### What needs to be done
Present the data once more in exactly its original form.

(Saved entries)

───

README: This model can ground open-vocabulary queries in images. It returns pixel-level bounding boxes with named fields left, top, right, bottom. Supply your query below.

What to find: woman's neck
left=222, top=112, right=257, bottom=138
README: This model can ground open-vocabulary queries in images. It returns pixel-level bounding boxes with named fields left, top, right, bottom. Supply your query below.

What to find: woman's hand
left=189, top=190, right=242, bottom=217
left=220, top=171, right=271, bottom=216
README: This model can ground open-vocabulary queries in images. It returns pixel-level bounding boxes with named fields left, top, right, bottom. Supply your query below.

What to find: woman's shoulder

───

### Answer area
README: This model can ground open-vocabulary queries in images. It returns pixel-level bounding boxes with named fields left, top, right, bottom. Supply your query below.

What to find: woman's neck
left=222, top=112, right=257, bottom=138
README: This model can ground open-vocabulary queries in images. It returns pixel-level bounding boxes with named fields left, top, right, bottom. Supply your query below.

What to find: woman's hand
left=189, top=190, right=242, bottom=217
left=220, top=171, right=271, bottom=216
README: This model can ground open-vocabulary queries in images. It returns pixel-level bounding boxes with named fields left, top, right, bottom. Supply your query below.

What to find: woman's shoulder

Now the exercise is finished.